## Goal
Extract every line of the listing below word for word, leaving out the pictures.

## Input rows
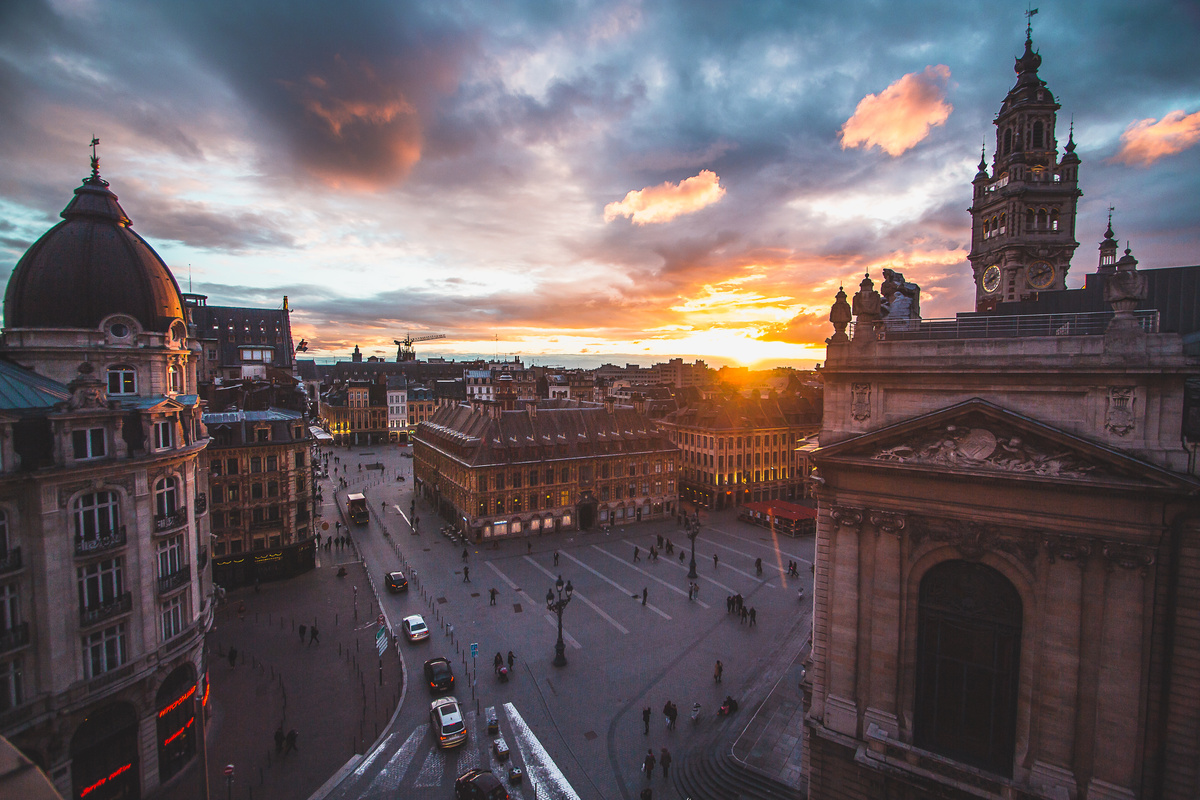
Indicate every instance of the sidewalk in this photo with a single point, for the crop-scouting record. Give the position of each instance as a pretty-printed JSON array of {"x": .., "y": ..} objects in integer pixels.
[{"x": 328, "y": 691}]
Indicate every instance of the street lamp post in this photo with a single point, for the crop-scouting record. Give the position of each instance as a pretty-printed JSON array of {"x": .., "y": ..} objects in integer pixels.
[{"x": 557, "y": 606}]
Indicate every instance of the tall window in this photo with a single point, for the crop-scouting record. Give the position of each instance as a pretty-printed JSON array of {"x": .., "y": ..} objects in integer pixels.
[
  {"x": 171, "y": 555},
  {"x": 969, "y": 637},
  {"x": 101, "y": 583},
  {"x": 172, "y": 618},
  {"x": 96, "y": 515},
  {"x": 166, "y": 495},
  {"x": 123, "y": 380},
  {"x": 105, "y": 650},
  {"x": 89, "y": 444}
]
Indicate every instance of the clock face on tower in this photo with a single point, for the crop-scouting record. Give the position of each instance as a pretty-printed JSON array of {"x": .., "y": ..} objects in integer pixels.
[
  {"x": 991, "y": 278},
  {"x": 1039, "y": 275}
]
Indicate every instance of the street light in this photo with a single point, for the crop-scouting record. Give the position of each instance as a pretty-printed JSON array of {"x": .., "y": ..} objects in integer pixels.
[{"x": 557, "y": 606}]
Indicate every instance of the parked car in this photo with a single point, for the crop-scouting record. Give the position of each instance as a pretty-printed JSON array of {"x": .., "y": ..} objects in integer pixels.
[
  {"x": 441, "y": 675},
  {"x": 479, "y": 785},
  {"x": 447, "y": 723},
  {"x": 415, "y": 629}
]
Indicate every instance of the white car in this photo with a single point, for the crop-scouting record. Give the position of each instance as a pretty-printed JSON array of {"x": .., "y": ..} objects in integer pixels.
[
  {"x": 447, "y": 722},
  {"x": 415, "y": 629}
]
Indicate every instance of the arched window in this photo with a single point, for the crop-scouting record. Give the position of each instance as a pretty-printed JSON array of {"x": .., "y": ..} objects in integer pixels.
[
  {"x": 96, "y": 515},
  {"x": 123, "y": 380},
  {"x": 166, "y": 495},
  {"x": 969, "y": 641}
]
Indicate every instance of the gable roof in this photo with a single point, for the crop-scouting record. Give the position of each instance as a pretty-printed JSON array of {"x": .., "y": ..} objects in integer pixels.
[{"x": 981, "y": 439}]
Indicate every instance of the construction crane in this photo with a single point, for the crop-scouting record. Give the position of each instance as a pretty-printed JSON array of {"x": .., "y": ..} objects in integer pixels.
[{"x": 405, "y": 350}]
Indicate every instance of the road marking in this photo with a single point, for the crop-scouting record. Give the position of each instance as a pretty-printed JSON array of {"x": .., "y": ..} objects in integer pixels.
[
  {"x": 586, "y": 601},
  {"x": 533, "y": 603},
  {"x": 397, "y": 765},
  {"x": 615, "y": 584},
  {"x": 544, "y": 774}
]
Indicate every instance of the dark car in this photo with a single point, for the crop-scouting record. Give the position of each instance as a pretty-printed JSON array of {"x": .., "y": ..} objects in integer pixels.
[
  {"x": 439, "y": 675},
  {"x": 396, "y": 582},
  {"x": 479, "y": 785}
]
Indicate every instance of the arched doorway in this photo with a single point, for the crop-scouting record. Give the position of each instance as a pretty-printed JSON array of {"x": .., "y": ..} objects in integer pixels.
[
  {"x": 969, "y": 642},
  {"x": 105, "y": 755},
  {"x": 175, "y": 705}
]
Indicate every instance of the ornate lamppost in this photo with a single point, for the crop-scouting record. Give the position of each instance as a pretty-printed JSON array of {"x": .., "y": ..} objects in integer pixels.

## The answer
Indicate every instance of the sidewalk in this photo with a single point, for the crop-scouting record. Give the position of each instance as a pretty-printed JSON array of {"x": .., "y": ..} objects in integer pixels.
[{"x": 328, "y": 691}]
Indicate every instance of the street lamp post in this photo with a single point, for the crop-scouting record. Give the position of each instance as a pretty-printed JSON array of {"x": .., "y": ..} objects in integer pixels.
[{"x": 557, "y": 606}]
Indicate every instance of the tall window in this photo with a single point, for the crop-scouting record. Give the position of each instance as a pretty-printed JSON array of {"x": .., "y": ..} objects in integer pixels.
[
  {"x": 171, "y": 555},
  {"x": 969, "y": 637},
  {"x": 101, "y": 583},
  {"x": 172, "y": 618},
  {"x": 96, "y": 515},
  {"x": 166, "y": 495},
  {"x": 123, "y": 380},
  {"x": 105, "y": 650},
  {"x": 89, "y": 444}
]
Indicate every instance of the clock face on tower in this photo with a single point, for the crop-scouting record. Give the position of each instance as a pretty-printed JSON array of {"x": .., "y": ..} objects in integer pixels.
[
  {"x": 991, "y": 278},
  {"x": 1039, "y": 275}
]
Indicate every instance of the street light in this photo with a single point, for the crop-scouting record. Give the position of each instance as a pretty-printed JSON array of {"x": .., "y": ..} objects in integer pixels.
[{"x": 557, "y": 606}]
Indicate every instance of the parked car in this photo with a single point, for the crop-scouting record. Give the position of each instance as a pretty-printed JSON array of {"x": .., "y": ..} objects in integer pixels.
[
  {"x": 441, "y": 675},
  {"x": 479, "y": 785},
  {"x": 447, "y": 723},
  {"x": 415, "y": 629}
]
Indicate every instance of the white car in this photo with a single point, for the crop-scouting record. Give the position of each instance as a pretty-printed JSON array of {"x": .., "y": ..} objects in integer pixels.
[
  {"x": 447, "y": 722},
  {"x": 415, "y": 629}
]
Indicate every instance of the arched window in this photo with a single point, for the crop-scouting record. Give the position of each instance as a pretty-printed JSON array of {"x": .., "y": ..} objects in integer pixels.
[
  {"x": 96, "y": 515},
  {"x": 123, "y": 380},
  {"x": 166, "y": 495},
  {"x": 969, "y": 641}
]
Indicate every instance of the gable roof in this photo with a single point, for the crop-scouting record. Give the position of each instance as a pretty-printed JSON array of {"x": .., "y": ..} objects in integer pixels.
[{"x": 981, "y": 439}]
Indicate every instance of the construction crane in this photo with a single point, for the crop-scouting record. Give the position of each instance as a pretty-printed JSON array of {"x": .., "y": ..} objects in integer pixels.
[{"x": 405, "y": 350}]
Indicate every instance of the road marking in this photo with a single point, for the crop-scouting record. Give the position of each instance as a pretty-printed JSON array of {"x": .., "y": ..} objects in integer pixels.
[
  {"x": 586, "y": 601},
  {"x": 533, "y": 603},
  {"x": 397, "y": 765},
  {"x": 615, "y": 584},
  {"x": 544, "y": 774}
]
Indicate every instance of the dark car in this photo with a single point, for the crop-scouting record. Give the position of each instance as a pretty-printed JSON array of {"x": .., "y": ..} objects in integer pixels.
[
  {"x": 439, "y": 675},
  {"x": 396, "y": 582},
  {"x": 479, "y": 785}
]
Indicate every instance of the arched doorway in this photo with a single point, for the crop-scouting record. Give the position of each instance as a pretty-printed JSON array of {"x": .., "y": ..} objects in integer pixels.
[
  {"x": 969, "y": 642},
  {"x": 105, "y": 755},
  {"x": 175, "y": 705}
]
Indicate every instance of the ornate lamppost in this photo with a single point, for the crop-scouting record. Give the position of each instance as a pretty-printed JSON array of {"x": .., "y": ..} objects in integer pixels.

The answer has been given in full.